From the records below, pull out every line that contains the word "lamp" and copy each one unchanged.

[ITEMS]:

_____

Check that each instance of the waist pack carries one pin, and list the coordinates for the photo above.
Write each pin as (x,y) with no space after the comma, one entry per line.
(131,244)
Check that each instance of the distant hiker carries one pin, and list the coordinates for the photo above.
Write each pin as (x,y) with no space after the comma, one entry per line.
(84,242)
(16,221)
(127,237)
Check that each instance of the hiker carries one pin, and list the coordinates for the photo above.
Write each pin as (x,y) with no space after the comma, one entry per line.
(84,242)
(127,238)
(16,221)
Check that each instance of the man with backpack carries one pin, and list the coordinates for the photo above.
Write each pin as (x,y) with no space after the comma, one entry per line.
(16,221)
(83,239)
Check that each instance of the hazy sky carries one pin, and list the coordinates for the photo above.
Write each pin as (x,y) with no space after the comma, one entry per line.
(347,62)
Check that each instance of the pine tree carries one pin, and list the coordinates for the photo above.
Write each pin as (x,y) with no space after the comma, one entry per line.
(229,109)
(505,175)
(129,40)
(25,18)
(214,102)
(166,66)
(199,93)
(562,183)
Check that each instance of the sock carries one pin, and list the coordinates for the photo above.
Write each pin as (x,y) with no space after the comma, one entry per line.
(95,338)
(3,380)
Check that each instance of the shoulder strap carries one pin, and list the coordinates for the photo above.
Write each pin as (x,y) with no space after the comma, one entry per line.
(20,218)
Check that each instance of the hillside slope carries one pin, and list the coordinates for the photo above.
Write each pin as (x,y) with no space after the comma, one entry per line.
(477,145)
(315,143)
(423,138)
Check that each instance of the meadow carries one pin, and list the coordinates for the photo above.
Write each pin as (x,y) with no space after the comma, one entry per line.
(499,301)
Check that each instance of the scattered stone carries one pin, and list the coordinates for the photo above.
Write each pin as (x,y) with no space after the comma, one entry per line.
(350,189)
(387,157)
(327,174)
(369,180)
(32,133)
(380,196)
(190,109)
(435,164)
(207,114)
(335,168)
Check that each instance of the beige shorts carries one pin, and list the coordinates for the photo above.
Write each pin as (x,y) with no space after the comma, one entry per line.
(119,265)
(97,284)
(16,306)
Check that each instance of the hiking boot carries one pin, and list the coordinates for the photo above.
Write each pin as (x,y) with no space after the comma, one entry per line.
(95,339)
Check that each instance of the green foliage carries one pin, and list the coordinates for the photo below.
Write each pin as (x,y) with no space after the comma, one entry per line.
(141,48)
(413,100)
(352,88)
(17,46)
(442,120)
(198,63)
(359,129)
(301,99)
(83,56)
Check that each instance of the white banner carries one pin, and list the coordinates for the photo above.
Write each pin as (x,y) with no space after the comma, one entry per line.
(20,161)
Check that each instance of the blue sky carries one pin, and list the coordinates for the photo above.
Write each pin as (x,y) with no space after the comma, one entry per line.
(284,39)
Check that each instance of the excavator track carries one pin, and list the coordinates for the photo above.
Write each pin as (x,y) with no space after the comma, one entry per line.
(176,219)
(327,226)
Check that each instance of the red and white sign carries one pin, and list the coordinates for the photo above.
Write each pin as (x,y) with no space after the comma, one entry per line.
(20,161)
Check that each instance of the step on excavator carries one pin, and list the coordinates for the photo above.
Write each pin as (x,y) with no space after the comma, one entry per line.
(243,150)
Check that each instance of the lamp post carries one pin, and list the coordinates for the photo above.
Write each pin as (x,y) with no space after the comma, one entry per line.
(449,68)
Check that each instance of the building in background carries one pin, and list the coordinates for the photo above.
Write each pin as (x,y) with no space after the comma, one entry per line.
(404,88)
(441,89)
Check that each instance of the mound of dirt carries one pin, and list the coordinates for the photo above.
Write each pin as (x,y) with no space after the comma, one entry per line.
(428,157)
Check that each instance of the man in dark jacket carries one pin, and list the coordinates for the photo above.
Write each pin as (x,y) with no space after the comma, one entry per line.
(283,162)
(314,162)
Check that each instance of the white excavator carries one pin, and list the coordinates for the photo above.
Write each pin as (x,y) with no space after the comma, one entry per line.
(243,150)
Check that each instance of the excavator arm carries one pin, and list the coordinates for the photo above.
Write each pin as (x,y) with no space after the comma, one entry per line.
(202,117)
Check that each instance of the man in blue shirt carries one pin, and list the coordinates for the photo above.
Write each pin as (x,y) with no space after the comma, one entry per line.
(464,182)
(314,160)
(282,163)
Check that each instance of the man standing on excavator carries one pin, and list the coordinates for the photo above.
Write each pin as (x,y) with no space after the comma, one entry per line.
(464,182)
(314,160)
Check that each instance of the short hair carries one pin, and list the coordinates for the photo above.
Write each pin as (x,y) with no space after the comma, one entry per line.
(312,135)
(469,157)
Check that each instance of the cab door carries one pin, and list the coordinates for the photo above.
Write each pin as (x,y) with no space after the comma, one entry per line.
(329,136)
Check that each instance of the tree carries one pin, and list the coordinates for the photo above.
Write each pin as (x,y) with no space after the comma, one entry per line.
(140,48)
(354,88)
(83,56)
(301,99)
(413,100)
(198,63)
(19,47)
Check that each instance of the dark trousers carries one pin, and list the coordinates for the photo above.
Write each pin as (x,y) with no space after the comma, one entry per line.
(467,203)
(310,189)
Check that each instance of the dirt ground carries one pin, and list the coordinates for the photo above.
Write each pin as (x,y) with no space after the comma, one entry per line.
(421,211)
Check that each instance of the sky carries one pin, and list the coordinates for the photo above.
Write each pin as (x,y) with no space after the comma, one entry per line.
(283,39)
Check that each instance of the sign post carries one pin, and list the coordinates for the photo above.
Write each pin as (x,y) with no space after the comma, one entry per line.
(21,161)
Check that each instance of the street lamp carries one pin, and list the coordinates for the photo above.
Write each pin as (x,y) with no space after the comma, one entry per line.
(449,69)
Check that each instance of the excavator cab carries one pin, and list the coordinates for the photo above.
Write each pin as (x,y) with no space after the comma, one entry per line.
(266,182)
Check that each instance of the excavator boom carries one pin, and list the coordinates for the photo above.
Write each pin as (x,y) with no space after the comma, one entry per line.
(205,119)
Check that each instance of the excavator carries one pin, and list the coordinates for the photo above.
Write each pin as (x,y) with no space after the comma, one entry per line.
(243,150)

_____

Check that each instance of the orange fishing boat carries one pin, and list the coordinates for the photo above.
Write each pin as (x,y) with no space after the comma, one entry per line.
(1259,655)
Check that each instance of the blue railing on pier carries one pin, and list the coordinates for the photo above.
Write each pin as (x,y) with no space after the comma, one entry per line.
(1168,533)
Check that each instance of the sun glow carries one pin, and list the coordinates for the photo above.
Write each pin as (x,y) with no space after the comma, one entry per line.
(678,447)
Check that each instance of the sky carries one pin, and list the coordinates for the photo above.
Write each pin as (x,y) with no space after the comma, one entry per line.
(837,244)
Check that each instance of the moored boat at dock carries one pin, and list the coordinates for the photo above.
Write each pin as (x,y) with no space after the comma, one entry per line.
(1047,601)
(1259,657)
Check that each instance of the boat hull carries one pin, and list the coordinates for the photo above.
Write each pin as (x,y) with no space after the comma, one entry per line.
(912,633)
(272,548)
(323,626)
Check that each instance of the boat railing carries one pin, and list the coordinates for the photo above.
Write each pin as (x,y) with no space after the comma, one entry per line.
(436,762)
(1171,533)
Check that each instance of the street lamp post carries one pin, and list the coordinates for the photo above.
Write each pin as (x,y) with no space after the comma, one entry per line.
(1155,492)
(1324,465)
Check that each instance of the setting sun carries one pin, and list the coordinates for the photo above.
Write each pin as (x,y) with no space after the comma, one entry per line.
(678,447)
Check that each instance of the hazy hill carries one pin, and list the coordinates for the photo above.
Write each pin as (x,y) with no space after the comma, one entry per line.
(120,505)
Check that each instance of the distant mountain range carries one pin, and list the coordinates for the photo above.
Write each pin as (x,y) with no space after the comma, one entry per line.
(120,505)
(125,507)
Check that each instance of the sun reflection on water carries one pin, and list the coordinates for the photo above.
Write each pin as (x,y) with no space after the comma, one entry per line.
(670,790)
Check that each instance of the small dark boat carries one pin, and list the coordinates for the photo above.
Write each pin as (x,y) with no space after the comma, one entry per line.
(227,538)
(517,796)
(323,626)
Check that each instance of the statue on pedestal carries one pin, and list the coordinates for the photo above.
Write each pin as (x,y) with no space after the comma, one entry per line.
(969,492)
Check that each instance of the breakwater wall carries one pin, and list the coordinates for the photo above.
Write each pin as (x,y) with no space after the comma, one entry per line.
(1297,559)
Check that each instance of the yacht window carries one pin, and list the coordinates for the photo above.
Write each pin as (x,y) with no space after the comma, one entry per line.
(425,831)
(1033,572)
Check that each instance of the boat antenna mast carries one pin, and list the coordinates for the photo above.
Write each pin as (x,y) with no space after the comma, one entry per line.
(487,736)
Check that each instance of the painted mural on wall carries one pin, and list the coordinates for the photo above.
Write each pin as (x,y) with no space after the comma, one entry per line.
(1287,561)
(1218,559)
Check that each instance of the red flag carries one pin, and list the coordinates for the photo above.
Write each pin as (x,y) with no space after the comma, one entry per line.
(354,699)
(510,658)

_____

[RESULT OF THE TASK]:
Check that each instance of the lamp post carries one pin, and list the coordinates for the photo above.
Check that each instance of the street lamp carries one pin, and list the coordinates for the photo above.
Check that each instance of the street lamp post carries one pin, and list the coordinates for the photo above.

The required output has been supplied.